• Your goal: Edit the records below by changing each "integer pixel coordinates" to "whole-number pixel coordinates" and keeping everything else the same. Leave the pictures out of your answer.
>> begin Records for this task
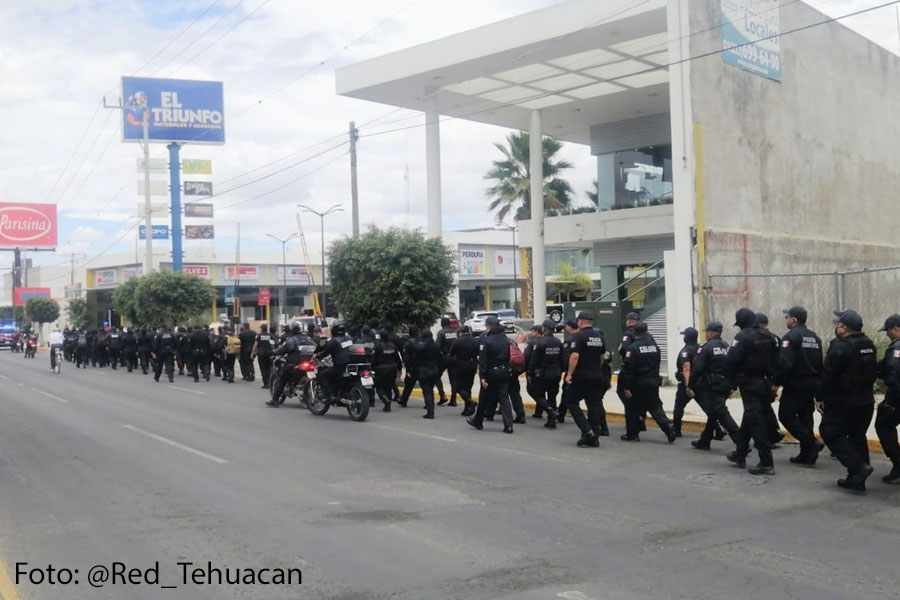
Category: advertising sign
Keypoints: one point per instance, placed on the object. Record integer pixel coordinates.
(503, 263)
(27, 225)
(750, 30)
(198, 270)
(23, 295)
(160, 232)
(180, 110)
(199, 232)
(196, 166)
(198, 210)
(243, 272)
(294, 274)
(198, 188)
(471, 262)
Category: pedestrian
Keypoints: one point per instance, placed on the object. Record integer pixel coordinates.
(585, 376)
(683, 393)
(846, 398)
(750, 363)
(888, 417)
(709, 380)
(494, 372)
(545, 366)
(798, 372)
(262, 351)
(465, 354)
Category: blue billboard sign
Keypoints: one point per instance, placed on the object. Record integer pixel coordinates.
(181, 110)
(160, 232)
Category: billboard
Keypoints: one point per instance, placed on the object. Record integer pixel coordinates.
(196, 166)
(27, 225)
(750, 30)
(160, 232)
(198, 188)
(199, 232)
(180, 110)
(204, 211)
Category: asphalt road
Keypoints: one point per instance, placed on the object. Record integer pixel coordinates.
(99, 467)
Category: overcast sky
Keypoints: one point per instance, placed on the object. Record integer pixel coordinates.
(59, 57)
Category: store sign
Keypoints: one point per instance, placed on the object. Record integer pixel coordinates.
(27, 225)
(180, 110)
(750, 36)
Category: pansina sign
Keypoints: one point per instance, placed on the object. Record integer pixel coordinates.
(27, 225)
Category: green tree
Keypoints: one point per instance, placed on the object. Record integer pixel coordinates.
(570, 282)
(396, 275)
(124, 300)
(165, 298)
(77, 312)
(511, 190)
(41, 310)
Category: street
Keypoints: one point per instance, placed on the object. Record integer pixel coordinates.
(101, 466)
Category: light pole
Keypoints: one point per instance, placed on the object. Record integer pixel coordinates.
(322, 215)
(282, 300)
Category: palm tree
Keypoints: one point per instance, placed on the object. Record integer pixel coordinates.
(511, 192)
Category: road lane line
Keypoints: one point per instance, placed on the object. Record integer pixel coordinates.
(175, 444)
(175, 387)
(43, 393)
(7, 589)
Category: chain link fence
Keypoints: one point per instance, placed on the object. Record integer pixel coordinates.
(874, 293)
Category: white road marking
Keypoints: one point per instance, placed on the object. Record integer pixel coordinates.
(175, 444)
(175, 387)
(43, 393)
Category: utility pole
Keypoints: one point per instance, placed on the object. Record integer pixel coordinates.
(354, 191)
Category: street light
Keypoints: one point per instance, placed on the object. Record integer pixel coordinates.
(322, 215)
(282, 300)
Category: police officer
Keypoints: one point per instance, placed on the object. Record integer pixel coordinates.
(387, 363)
(798, 372)
(465, 355)
(585, 376)
(545, 366)
(641, 381)
(164, 353)
(684, 394)
(888, 417)
(494, 372)
(846, 399)
(750, 364)
(262, 351)
(129, 349)
(445, 338)
(338, 348)
(709, 380)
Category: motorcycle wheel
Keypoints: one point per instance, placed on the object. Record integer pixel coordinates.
(317, 404)
(358, 406)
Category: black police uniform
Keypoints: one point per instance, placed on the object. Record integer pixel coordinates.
(164, 349)
(799, 371)
(545, 367)
(889, 410)
(465, 355)
(640, 376)
(849, 372)
(444, 339)
(129, 350)
(493, 368)
(685, 355)
(712, 384)
(264, 350)
(588, 383)
(750, 363)
(200, 354)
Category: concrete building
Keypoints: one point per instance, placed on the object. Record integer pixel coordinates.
(731, 136)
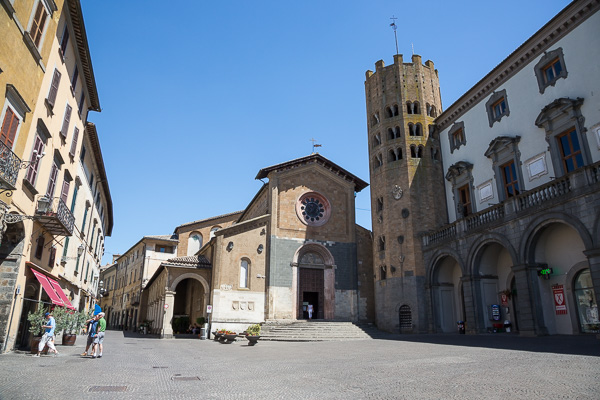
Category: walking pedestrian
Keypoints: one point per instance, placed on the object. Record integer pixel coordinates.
(91, 328)
(101, 328)
(48, 337)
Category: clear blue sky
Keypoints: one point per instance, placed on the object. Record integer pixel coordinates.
(197, 96)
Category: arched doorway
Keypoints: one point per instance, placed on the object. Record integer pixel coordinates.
(190, 301)
(315, 288)
(493, 270)
(447, 294)
(586, 303)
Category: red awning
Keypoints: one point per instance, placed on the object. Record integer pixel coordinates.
(48, 288)
(61, 293)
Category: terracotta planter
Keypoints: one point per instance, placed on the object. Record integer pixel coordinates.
(252, 339)
(35, 342)
(68, 339)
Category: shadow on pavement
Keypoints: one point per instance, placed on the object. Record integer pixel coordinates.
(584, 345)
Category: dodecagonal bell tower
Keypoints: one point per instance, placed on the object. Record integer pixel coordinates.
(407, 188)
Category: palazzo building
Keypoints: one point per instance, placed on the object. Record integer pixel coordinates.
(507, 226)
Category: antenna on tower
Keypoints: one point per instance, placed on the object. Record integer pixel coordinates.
(394, 27)
(314, 145)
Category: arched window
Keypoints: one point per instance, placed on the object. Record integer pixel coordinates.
(244, 272)
(194, 243)
(418, 129)
(413, 151)
(213, 230)
(417, 107)
(388, 112)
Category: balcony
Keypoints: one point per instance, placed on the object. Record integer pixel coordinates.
(55, 216)
(9, 168)
(576, 184)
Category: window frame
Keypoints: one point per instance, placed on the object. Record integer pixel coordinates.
>> end Records for this task
• Task answer:
Category: advertising sign
Keypoints: one point per instance, placed on the object. Record whole-number pixel coordinates.
(503, 263)
(27, 225)
(750, 30)
(198, 270)
(23, 295)
(160, 232)
(180, 110)
(199, 232)
(196, 166)
(198, 210)
(243, 272)
(294, 274)
(198, 188)
(471, 262)
Category: pedestrian
Keypoints: one point per instance, placed on the object. Record whole-number pixel coordinates.
(585, 376)
(683, 393)
(846, 398)
(750, 363)
(888, 417)
(709, 380)
(494, 372)
(545, 366)
(798, 372)
(262, 351)
(465, 354)
Category: blue billboard sign
Keypoints: one point per instance, placed on the object. Record whole-number pixel coordinates.
(181, 110)
(160, 232)
Category: billboard
Keypoints: one point per instance, placed on the object. Record whole-number pixel coordinates.
(196, 166)
(27, 225)
(750, 30)
(160, 232)
(198, 188)
(199, 232)
(180, 110)
(204, 211)
Category: asphalt road
Keypoints: one point per instance, placed on the object. Record whole-number pixel coordinates.
(99, 467)
Category: overcast sky
Keypoints: one point per instance, placed on the object. Record whole-number pixel coordinates.
(59, 57)
Category: store sign
Keypoints: one point per instance, placed on the object. Record whole-number pixel coordinates.
(27, 225)
(180, 110)
(750, 36)
Category: pansina sign
Keypoints: one point per instance, placed on the object. Record whole-number pixel coordinates.
(27, 225)
Category: green tree
Keypoints: one point per instance, placed on the object. Record whole-number pixel coordinates.
(570, 282)
(396, 275)
(124, 300)
(165, 298)
(77, 312)
(511, 190)
(41, 310)
Category: street
Keypoints: one point per instance, placed on the object. Record whole-number pixel coordinates.
(101, 466)
Category: light pole
Keypoints: one point per instance, placed on the object. Record whole-number pixel coordinates.
(322, 215)
(282, 300)
Category: palm tree
Keypoints: one point per instance, placed on the object. Record whole-number pixel coordinates.
(511, 192)
Category: road lane line
Keypoints: one point per instance, placed on the object. Record whole-number pixel coordinates.
(175, 444)
(175, 387)
(43, 393)
(7, 589)
Category: chain link fence
Keypoints: one point per instance, placed on the object. Record whole-number pixel coordinates.
(874, 293)
Category: white road marking
Keypoints: one point per instance, placed on the object. Record whole-number pixel coordinates.
(175, 444)
(175, 387)
(43, 393)
Category: utility pole
Keypoints: one point per instance, placed on the object. Record whole-number pixel coordinates.
(354, 191)
Category: street light
Keypoints: one point per instance, placed on the object. Record whole-number pixel coordinates.
(322, 215)
(282, 300)
Category: police officer
Keypoints: one point per instance, placed on the object. Record whole-number pixel coordinates.
(387, 363)
(798, 372)
(465, 355)
(585, 376)
(545, 366)
(641, 381)
(164, 353)
(684, 394)
(888, 417)
(494, 372)
(846, 399)
(750, 364)
(262, 351)
(129, 349)
(445, 338)
(338, 348)
(709, 380)
Category: motorcycle wheel
Keypoints: one point per instance, placed on the object. Record whole-number pixel coordinates.
(317, 404)
(358, 406)
Category: black police uniform
Keypoints: one point per instance, placed on the object. Record whole-number pixel coordinates.
(164, 349)
(799, 371)
(545, 367)
(889, 410)
(465, 355)
(640, 376)
(849, 372)
(444, 339)
(129, 350)
(493, 368)
(685, 355)
(712, 384)
(264, 350)
(588, 383)
(750, 363)
(200, 354)
Category: concrete building
Keypoints: one point per instance, placed on the object. Record whole-number pixel coordinates.
(731, 136)
Category: walking pedestrian
Keypoints: one point per instance, placed on the object. Record whole-number pixel coordinates.
(91, 328)
(101, 328)
(48, 337)
Category: clear blue sky
Keypoints: one point per instance, placed on the object. Record whole-number pixel coordinates.
(197, 96)
Category: arched doorway
Keypoints: one point per instance, placed on the object. Record whole-number pixel coordinates.
(190, 301)
(315, 288)
(493, 270)
(447, 294)
(586, 303)
Category: red awning
Keypoints: one point per instance, placed on the object. Record whole-number pixel coordinates.
(48, 288)
(61, 293)
Category: terracotta planter
Keypoints: one point per instance, placed on the object. Record whole-number pixel coordinates.
(252, 339)
(35, 342)
(68, 339)
Category: shadow on pavement
Keypoints: one point per instance, placed on the object. Record whole-number pixel coordinates.
(584, 345)
Category: dodecagonal bell tower
Keypoints: one point per instance, placed on the object. Record whole-number pixel coordinates.
(407, 188)
Category: palazzo building
Keypoints: one point per instance, placed on the object. Record whole-number pixel coordinates.
(507, 226)
Category: antenna on tower
Keypoints: one point per instance, placed on the object. Record whole-number pixel coordinates.
(394, 27)
(314, 145)
Category: arched window
Keypoints: one point per instance, placed on the object. Record whole-number pixel coordinates.
(244, 272)
(194, 243)
(418, 129)
(413, 151)
(213, 230)
(417, 107)
(388, 112)
Category: balcony
Keypoints: one point per instance, placed on the object. Record whole-number pixel coordinates.
(55, 216)
(9, 168)
(576, 184)
Category: window frame
Keypoints: one point per instance, placed on the object. Record whole-number pixel coordinates.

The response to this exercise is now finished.